EXTRAIT:
>>>>>
Lorsque l'Argentine a fait défaut fin 2001, elle avait poursuivi des politiques économiques et sociales chaotiques, dans une confusion totale (trois chefs d'état se sont succédés en l'espace d'une semaine). Aucun tribunal extérieur n'aurait pu empêcher cette débâcle, d'autant qu'une partie de la dette argentine était détenue par d'autres états souverains.

Au cours des dix dernières années, l'Argentine a refusé d'accepter toute responsabilité pour ce "déclin sans équivalent". Elle a également refusé tout règlement définitif des arriérés, tout en accumulant des réserves, et en déclarant une augmentation de son PIB de 7% (l'Office des Statistiques, organisme officiel, embellissant les comptes pour minimiser l'inflation, le PIB réel est sujet à caution). Pour poursuivre ses politiques, le pays est contraint d'emprunter au Venezuela, à un taux de 15%, très largement supérieur à ce que le pays aurait payé s'il avait été géré comme, par exemple, son voisin le Chili.






Un tribunal souverain ou un instrument des États
La plupart des propositions de règlement de la crise européenne, et du ralentissement de son naufrage, sont viciées par l'illusion que les États respecteront les engagements qu'ils prennent pour obtenir de l'aide, et qu'ils se plieront aux sanctions que prononcerait un "tribunal" placé au-dessus des Etats souverains.
Mais ces "souverainetés" sont évidemment, comme on l'a vu à plusieurs reprises, au mieux une contradiction [9], au pire une illusion. Des "souverainetés" concurrentes rendent le mécanisme inopérant. Il est impossible par exemple de concilier la souveraineté de l'État "transgresseur" (qui dispose malgré tout du monopole de la force) et celle du tribunal qui jugerait une dette "excessive". Cette impossibilité est d'ailleurs apparue presque immédiatement après l'introduction de l'euro, lorsque la France, et l'Allemagne elle-même, ont transgressé les limites du Traité de Maastricht, et que ces deux pays ont contraint la Commission Européenne à battre en retraite lorsqu'elle a tenté d'imposer des sanctions, c'est-à-dire d'appliquer des règles que les deux Etats avaient pourtant acceptées.
Les plus farouches adversaires de la discipline budgétaire (qui vont de l'extrême droite à l'extrême gauche) s'indignent qu'un gouvernement soit placé sous tutelle, arguant du fait que ce serait la négation de la démocratie (ici, c'est le peuple qui est "souverain"). Mais, comme l'a amplement démontré Hayek, c'est précisément la forme "illimitée" de la démocratie qui a encouragé les gouvernements à distribuer faveurs, emplois, assistance, pour acheter un nombre suffisant de votes, dans le seul but de conserver ou de s'emparer du pouvoir.
<<<<<
CONSIGNE: Recopiez l'extrait sur la dette argentine de « Lorsque l'Argentine a » à « d'autres états souverains. », en remplaçant « une semaine » par « un mois ».

Enregistrements de données
>>>>>
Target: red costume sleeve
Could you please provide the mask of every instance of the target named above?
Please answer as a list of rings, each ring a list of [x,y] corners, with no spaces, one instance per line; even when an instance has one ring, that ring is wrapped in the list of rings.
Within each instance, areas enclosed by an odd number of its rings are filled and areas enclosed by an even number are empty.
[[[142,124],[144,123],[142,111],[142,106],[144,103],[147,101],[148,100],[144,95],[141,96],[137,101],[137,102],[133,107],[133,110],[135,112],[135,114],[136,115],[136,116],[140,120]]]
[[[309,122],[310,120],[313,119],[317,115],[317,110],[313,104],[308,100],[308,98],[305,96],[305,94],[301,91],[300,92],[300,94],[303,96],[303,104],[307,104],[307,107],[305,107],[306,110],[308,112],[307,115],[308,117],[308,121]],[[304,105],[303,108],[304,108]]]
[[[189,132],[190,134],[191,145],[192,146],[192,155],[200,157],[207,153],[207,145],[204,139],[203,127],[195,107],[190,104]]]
<<<<<
>>>>>
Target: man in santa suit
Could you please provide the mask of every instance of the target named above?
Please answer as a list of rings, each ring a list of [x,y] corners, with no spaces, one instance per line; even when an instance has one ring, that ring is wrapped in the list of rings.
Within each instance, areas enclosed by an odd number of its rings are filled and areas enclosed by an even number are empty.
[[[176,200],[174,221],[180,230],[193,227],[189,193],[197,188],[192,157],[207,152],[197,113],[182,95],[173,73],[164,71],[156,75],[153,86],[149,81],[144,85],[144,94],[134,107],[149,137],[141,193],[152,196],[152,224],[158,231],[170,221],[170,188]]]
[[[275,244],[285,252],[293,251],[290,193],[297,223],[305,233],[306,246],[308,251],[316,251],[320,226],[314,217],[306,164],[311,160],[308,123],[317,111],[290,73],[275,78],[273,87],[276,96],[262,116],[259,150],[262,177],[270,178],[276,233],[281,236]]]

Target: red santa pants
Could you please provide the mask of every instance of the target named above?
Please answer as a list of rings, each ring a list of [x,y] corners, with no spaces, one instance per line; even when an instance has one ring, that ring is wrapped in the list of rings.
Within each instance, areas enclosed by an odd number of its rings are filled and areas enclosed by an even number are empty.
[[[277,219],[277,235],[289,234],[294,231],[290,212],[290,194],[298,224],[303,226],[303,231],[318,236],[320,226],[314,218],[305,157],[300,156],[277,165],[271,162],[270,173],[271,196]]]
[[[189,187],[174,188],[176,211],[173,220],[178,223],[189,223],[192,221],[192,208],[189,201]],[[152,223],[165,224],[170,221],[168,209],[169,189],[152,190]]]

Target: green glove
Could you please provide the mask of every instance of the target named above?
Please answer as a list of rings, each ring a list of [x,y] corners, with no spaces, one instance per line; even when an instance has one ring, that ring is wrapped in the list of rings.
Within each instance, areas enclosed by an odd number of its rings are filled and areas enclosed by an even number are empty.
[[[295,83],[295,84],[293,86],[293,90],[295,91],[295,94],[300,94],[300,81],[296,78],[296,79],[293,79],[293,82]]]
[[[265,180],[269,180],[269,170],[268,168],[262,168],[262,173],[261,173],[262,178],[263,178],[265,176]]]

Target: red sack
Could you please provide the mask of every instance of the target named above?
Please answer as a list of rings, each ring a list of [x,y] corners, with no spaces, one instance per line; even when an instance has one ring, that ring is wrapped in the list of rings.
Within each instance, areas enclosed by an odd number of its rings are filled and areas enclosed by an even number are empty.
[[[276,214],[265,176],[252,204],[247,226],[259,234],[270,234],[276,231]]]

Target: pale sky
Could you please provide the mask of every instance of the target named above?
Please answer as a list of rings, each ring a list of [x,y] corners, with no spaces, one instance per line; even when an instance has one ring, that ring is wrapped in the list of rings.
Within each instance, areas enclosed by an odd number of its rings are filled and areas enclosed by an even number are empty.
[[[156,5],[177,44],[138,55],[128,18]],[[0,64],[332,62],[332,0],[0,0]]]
<<<<<
RÉPONSE ATTENDUE:
Lorsque l'Argentine a fait défaut fin 2001, elle avait poursuivi des politiques économiques et sociales chaotiques, dans une confusion totale (trois chefs d'état se sont succédés en l'espace d'un mois). Aucun tribunal extérieur n'aurait pu empêcher cette débâcle, d'autant qu'une partie de la dette argentine était détenue par d'autres états souverains.